#### Provided passage
★ ★ ★

Introduction

Coronavirus disease 2019 (COVID-19) is caused by Severe Acute Respiratory Syndrome Coronavirus 2 (SARS-CoV-2). Medical symptoms vary from asymptomatic inflammation to a wide range of systemic and/or respiratory manifestations, causing a mortality rate of about 2.4% according to the World Health Organization (WHO) [1]. Recent data suggest that the mortality risk is higher in patients with advanced age, presence of systemic comorbidities, inflammatory markers and extent of lung anomalies [2,3,4,5]. An early and comprehensive assessment of all these parameters is therefore, crucial as soon as a suspected COVID-19 patient arrives to the emergency room.

Imaging plays a key role in the evaluation of COVID-19 patients by assessing the extent of pulmonary involvement. Even if computed tomography (CT) is the technique with the highest sensitivity for the evaluation of the patient's prognosis [6,7,8,9], the Fleischner Society's Multinational Consensus Statement [10] stated that the CT scan should not be used for screening or as a first-line diagnostic test for COVID-19, also because the use of a non-dedicated CT scanner requires time-consuming and laborious decontamination procedures to reduce the risk of cross-infection. Chest x-ray (CXR) suffers from low sensitivity [11]; on the other hand, it has the advantage of the ease and speed of equipment cleaning and the wide availability of portable devices. Therefore, many radiological societies [12, 13] recommend the use of CXR as a first-line imaging tool in emergency departments, reserving specific roles for chest CT, as identifying typical features of COVID-19 pneumonia in selected cases. In this perspective, a few studies have evaluated the contribution of CXR to the prognostic assessment of patients with COVID-19 [14,15,16], confirming that extensive lung involvement is associated with several demographic and clinical characteristics of the patients leading to a worse prognosis.

★ ★ ★

#### Provided data
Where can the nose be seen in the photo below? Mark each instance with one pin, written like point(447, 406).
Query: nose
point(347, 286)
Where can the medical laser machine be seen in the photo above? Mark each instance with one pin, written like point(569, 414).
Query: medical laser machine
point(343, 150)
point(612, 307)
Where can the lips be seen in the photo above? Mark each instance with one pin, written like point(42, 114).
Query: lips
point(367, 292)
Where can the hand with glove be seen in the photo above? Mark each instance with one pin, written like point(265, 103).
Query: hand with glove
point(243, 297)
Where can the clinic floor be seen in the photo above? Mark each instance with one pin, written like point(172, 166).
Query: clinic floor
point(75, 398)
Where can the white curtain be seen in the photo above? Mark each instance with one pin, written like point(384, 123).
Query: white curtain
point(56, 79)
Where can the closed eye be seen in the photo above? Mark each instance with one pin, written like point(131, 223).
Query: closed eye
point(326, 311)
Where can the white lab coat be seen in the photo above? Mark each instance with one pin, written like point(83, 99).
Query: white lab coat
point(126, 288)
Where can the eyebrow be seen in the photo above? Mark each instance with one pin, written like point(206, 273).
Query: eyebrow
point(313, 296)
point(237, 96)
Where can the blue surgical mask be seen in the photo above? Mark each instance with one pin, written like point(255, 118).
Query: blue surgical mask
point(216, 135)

★ ★ ★

#### What the task requires
According to the COVID-19 imaging introduction, what is the mortality rate of COVID-19 reported by the World Health Organization? The records were taken from a different source than the text.

#### Answer to this task
About 2.4%.